There's a song that goes, "Love is lovelier the second time around." But back in the '70s, I hadn't even gone around the first time. The truth is, I didn't think matrimony was so great for women. "Marriage is like a vacuum cleaner," I used to say. "You stick it to your ear and it sucks out all your energy and ambition."
Then, as you may know, I went on this talk show and met the host: a handsome, charming Irishman named Phil Donahue. We had dinner shortly afterward, and he revealed that he'd recently gone through a divorce and doubted he'd ever marry again.
How perfect, I thought. A man who thinks like me.
Looking back, I think one of the reasons our relationship blossomed into more than either of us had thought it would — including marriage, three years later — is that we weren't burdened by the pressure felt by younger people looking for mates.

• **Requirements**:
1 - Rewrite the entries as a Markdown table with the columns "Row" and "Entry line," leaving out blank lines. Begin with the line that contains "Question. The photograph above contains instances of the chair" and go on through the last line of the entries.
2 - Extend the passage about marriage and meeting Phil Donahue from the point where it stops.

• **Input for this task**:
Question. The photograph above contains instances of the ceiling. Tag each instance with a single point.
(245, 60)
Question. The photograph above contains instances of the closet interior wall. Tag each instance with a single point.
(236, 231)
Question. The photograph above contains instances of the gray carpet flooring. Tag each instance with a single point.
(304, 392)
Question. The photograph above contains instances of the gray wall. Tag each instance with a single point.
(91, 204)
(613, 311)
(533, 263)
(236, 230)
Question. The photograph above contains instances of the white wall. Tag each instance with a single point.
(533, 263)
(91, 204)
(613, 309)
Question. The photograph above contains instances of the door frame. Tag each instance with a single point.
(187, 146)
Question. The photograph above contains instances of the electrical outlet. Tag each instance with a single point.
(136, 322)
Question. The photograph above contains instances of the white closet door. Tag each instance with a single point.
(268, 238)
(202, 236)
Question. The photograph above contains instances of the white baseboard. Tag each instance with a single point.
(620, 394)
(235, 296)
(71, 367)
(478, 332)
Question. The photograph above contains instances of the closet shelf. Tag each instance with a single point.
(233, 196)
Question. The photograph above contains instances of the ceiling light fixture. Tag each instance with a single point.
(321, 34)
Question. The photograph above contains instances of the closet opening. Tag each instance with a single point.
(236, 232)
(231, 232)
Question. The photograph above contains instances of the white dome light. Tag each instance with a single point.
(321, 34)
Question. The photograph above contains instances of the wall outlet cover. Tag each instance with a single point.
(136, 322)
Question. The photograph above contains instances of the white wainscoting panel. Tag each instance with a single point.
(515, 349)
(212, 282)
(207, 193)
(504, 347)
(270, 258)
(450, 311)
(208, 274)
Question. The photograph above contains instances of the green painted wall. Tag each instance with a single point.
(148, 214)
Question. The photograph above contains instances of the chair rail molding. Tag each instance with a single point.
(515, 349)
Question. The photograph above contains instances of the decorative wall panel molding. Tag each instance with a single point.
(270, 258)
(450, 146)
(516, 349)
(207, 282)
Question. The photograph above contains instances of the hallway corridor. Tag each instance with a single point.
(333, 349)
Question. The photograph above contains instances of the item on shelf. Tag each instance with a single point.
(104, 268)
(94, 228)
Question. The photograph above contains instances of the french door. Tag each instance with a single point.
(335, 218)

• **Results by task**:
1 -
| Row | Entry line |
|---|---|
| 1 | Question. The photograph above contains instances of the chair rail molding. Tag each instance with a single point. |
| 2 | (515, 349) |
| 3 | Question. The photograph above contains instances of the decorative wall panel molding. Tag each instance with a single point. |
| 4 | (270, 258) |
| 5 | (450, 146) |
| 6 | (516, 349) |
| 7 | (207, 282) |
| 8 | Question. The photograph above contains instances of the hallway corridor. Tag each instance with a single point. |
| 9 | (333, 349) |
| 10 | Question. The photograph above contains instances of the item on shelf. Tag each instance with a single point. |
| 11 | (104, 268) |
| 12 | (94, 228) |
| 13 | Question. The photograph above contains instances of the french door. Tag each instance with a single point. |
| 14 | (335, 218) |

2 -
Of course, being older, we also had challenges that younger people don't face — primarily, reconciling two lives that had been lived for a while. He had a career in Chicago and lived with his four sons; I had a career in Los Angeles and family roots there. Even a simple dinner required a plane ride.
But we began to make room for each other in our lives and created what felt like … a family. Along the way, we learned something fundamental: that sometimes we all must rethink our lives, focusing not on what we thought they would be but, rather, on what they could be.
It's a subtle distinction, but I've seen it time and again. It took my pal Maggie two marriages to discover that she didn't need a husband; she needed a "kindred spirit." She found one 12 years ago — and has been with him ever since.
My friend Nancy readily confesses that even though she has been married to the same man for 40 years, she didn't truly fall in love with him until after the kids went off to college, when the two of them had the time to get to know each other. Funny, isn't it?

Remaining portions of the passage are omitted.